* Selected text *
Iran’s environmental woes have ignited a new front between Iranian President Hassan Rouhani and his hardline opponents, with the stakes raised by the death in prison of an Iranian-Canadian environmentalist and several arrests.

An area of activity once considered innocuous in Iran has taken on political overtones, in part because it involves dual nationals and expatriates, disparaged by hardliners as tainted by Western mores. At least four environmentalists have been taken into custody, and Iran’s hardline judiciary said several people were detained for “giving classified information from sensitive centers” to U.S. and Israeli intelligence services.

The feud turned more fraught over the weekend with the death of Kavous Seyed Emami, an academic, and confusion about the whereabouts of Kaveh Madani, the deputy head of Iran’s Department of Environment.

Since his first election in 2013, Rouhani has been in the hardliners’ crosshairs over his desire to open Iran through a nuclear deal with world powers, and his declared commitment to greater personal liberties. His recent decision to tackle a growing crisis over heavy smog and a water shortage — an issue where Iranians with Western links have been active — has given rivals another opportunity to pounce on him.

Opportunity to Humiliate

“By virtue of it becoming a public issue it becomes a field that’s interesting” to the president’s hardline political opponents, said Dina Esfandiary, a fellow at the Centre for Science and Security Studies at King’s College London. They’ve identified it as new arena to “conduct this infighting and embarrass the Rouhani administration.”

* Work to do *
Reproduce verbatim the passage of the article on Iran's environmental dispute, starting with "An area of activity" and going on through "Israeli intelligence services.".

[Stored items from a collection]
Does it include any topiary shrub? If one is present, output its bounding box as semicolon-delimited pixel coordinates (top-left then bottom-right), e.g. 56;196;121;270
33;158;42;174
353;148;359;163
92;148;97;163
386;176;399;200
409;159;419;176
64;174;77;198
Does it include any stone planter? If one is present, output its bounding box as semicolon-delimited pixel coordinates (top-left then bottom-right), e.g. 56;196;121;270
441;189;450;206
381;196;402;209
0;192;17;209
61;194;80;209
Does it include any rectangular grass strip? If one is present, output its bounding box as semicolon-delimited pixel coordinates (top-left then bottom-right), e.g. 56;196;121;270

* * *

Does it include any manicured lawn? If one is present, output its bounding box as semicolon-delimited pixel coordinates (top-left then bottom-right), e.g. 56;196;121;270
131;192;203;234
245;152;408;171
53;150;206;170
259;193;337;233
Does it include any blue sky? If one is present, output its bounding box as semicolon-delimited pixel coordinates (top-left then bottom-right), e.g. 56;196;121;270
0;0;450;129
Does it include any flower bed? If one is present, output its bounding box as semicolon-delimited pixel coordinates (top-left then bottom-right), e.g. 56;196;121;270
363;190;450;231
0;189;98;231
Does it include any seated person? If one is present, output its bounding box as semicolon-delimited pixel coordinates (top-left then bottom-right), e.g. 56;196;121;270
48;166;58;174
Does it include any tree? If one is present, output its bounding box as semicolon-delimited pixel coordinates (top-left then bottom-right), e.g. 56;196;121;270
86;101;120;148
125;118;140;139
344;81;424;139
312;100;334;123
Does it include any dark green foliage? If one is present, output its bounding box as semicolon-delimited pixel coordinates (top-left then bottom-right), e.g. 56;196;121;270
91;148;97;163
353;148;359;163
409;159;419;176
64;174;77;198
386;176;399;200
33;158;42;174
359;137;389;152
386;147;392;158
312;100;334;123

* Answer to this problem *
An area of activity once considered innocuous in Iran has taken on political overtones, in part because it involves dual nationals and expatriates, disparaged by hardliners as tainted by Western mores. At least four environmentalists have been taken into custody, and Iran’s hardline judiciary said several people were detained for “giving classified information from sensitive centers” to U.S. and Israeli intelligence services.